Reproduce every record below exactly as it appears.

== RAW RECORDS ==

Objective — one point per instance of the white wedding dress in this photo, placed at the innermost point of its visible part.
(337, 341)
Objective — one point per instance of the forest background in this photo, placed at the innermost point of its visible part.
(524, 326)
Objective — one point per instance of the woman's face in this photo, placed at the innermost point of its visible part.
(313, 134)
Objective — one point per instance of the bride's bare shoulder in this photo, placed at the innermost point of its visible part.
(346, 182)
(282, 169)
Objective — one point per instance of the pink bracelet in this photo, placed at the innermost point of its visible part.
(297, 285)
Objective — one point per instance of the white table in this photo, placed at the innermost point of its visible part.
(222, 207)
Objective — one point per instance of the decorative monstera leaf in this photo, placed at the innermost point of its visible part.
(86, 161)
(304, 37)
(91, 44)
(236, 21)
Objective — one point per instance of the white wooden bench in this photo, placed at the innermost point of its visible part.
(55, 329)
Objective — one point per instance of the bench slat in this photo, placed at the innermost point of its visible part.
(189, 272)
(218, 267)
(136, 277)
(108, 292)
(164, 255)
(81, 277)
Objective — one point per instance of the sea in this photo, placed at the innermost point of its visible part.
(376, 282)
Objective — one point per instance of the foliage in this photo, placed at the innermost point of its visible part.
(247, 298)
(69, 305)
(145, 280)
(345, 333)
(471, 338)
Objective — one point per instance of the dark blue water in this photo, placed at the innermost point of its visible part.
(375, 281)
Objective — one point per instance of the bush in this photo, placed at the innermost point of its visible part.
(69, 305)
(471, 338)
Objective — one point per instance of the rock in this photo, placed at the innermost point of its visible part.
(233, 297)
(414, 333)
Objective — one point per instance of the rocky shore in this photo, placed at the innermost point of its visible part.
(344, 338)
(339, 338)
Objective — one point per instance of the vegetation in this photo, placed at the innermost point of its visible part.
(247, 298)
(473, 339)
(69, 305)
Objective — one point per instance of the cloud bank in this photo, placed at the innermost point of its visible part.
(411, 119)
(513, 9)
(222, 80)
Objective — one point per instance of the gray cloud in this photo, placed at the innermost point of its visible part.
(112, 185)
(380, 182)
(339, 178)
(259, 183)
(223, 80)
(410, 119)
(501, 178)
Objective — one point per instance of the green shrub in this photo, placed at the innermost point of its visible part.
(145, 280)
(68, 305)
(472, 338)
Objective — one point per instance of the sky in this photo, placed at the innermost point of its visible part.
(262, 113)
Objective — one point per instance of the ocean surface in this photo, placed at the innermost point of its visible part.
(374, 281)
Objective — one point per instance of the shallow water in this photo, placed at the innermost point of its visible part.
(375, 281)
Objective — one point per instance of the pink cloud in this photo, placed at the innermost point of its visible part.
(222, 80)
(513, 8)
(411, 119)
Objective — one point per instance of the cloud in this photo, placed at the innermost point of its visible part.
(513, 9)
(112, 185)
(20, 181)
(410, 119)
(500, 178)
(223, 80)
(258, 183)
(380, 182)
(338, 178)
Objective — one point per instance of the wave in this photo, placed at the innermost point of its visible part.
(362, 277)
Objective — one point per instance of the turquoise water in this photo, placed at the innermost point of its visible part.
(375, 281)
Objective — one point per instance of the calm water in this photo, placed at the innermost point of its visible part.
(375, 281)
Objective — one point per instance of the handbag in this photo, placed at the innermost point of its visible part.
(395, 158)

===

(EXPECTED ANSWER)
Objective — one point per instance of the white wedding dress in this photo, placed at the innermost point of its visible part.
(337, 341)
Objective — one point per instance of the forest background in this photo, placed at the innermost point of its visible part.
(524, 326)
Objective — one point per instance of the woman's face in this photo, placed at the innermost point of its visible part.
(313, 134)
Objective — one point per instance of the bride's bare shoulder in this photo, placed at the innermost point of its visible part.
(346, 182)
(282, 169)
Objective — one point per instance of the pink bracelet in this photo, placed at the innermost point of its visible part.
(297, 285)
Objective — one point per instance of the white table in this photo, placed at the innermost point of its visible part.
(222, 207)
Objective — one point per instance of the decorative monstera leaf in this photo, placed at the innermost point of its visible part.
(86, 161)
(304, 37)
(91, 44)
(236, 21)
Objective — one point per instance of the white wooden bench in this photo, placed at the innermost point of its visible part.
(55, 329)
Objective — one point per instance of the bench slat in this photo, placed at the innermost point of its visible part.
(189, 272)
(218, 267)
(136, 277)
(108, 292)
(164, 255)
(81, 277)
Objective — one point per instance of the sea in this photo, placed at the innermost point of its visible part.
(376, 282)
Objective — one point per instance of the foliage in this photo, placed at the innermost point of its visible part.
(247, 298)
(69, 305)
(145, 280)
(345, 333)
(471, 338)
Objective — one point per instance of the dark blue water in this photo, placed at the innermost point of its visible part.
(375, 281)
Objective — one point per instance of the bush in this photo, placed at the innermost point of its visible part.
(69, 305)
(471, 338)
Objective — one point per instance of the rock in this photo, placed at the innermost point of its visible part.
(233, 297)
(414, 333)
Objective — one point per instance of the rocky shore in this photo, placed at the innermost point of its visible part.
(344, 338)
(339, 338)
Objective — one point per instance of the vegetation in this photo, placed at the innermost point of its visible part.
(247, 298)
(473, 339)
(69, 305)
Objective — one point per instance of the cloud bank in this photo, placed at the innermost point of its visible part.
(411, 119)
(513, 9)
(222, 80)
Objective — one point per instance of the gray cloud in this photo, placed at the innermost point of its visible part.
(112, 185)
(380, 182)
(339, 178)
(259, 183)
(223, 80)
(410, 119)
(501, 178)
Objective — one point per instance of the green shrub in this photo, placed at the innermost point of its visible part.
(145, 280)
(68, 305)
(472, 338)
Objective — one point per instance of the sky in this photo, placed at the innermost point of its visible part.
(262, 113)
Objective — one point per instance of the ocean surface in this photo, placed at the innermost point of its visible part.
(374, 281)
Objective — one point per instance of the shallow water in this photo, placed at the innermost point of its visible part.
(375, 281)
Objective — one point per instance of the pink cloud in this photo, placed at the innermost point of its visible part.
(222, 80)
(513, 8)
(411, 119)
Objective — one point per instance of the cloud in this photo, placed at the innermost point of its visible part.
(513, 9)
(112, 185)
(20, 181)
(410, 119)
(500, 178)
(223, 80)
(258, 183)
(380, 182)
(338, 178)
Objective — one point per instance of the wave in this photo, placed at the innermost point of its visible part.
(362, 277)
Objective — one point per instance of the turquoise water in this photo, placed at the innermost point of its visible part.
(375, 281)
Objective — one point per instance of the calm water in this photo, placed at the innermost point of its visible part.
(375, 281)
Objective — one point per instance of the handbag in this photo, placed at the innermost point of its visible part.
(395, 158)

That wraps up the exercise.